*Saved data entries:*
◇ ◇ ◇ ◇ ◇ ◇ ◇

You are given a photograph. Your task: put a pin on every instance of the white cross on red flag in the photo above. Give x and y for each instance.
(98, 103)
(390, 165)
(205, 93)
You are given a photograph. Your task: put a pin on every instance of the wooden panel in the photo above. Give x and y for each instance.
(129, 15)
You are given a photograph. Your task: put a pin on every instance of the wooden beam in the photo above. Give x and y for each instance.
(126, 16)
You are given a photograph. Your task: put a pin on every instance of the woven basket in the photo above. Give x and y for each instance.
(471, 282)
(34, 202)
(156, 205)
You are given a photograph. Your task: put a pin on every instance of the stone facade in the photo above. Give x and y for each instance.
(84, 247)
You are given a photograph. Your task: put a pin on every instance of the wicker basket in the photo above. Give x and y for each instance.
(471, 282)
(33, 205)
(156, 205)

◇ ◇ ◇ ◇ ◇ ◇ ◇

*Task:* Copy out exactly the lines from the one containing "the wooden panel" through the last line above, keeping both end lines.

*Reply:*
You are given a photograph. Your task: put a pin on every instance of the wooden panel in the photo above. Give x and y for each instance.
(129, 15)
You are given a photograph. Your task: put a pin on every instance of the wooden beam in the photo above. Give x and y for each instance.
(126, 16)
You are given a photograph. Your task: put a pin on every instance of the woven basket in the photo above. Give x and y for each instance.
(471, 282)
(34, 202)
(156, 205)
You are given a photograph. Your task: put a pin on every instance of the stone facade in the photo above. Give x and y for each instance.
(84, 247)
You are given a photograph. Your task: put a pin on every instance of the wicker basket in the photo above. Give x and y for each instance.
(471, 282)
(33, 205)
(156, 205)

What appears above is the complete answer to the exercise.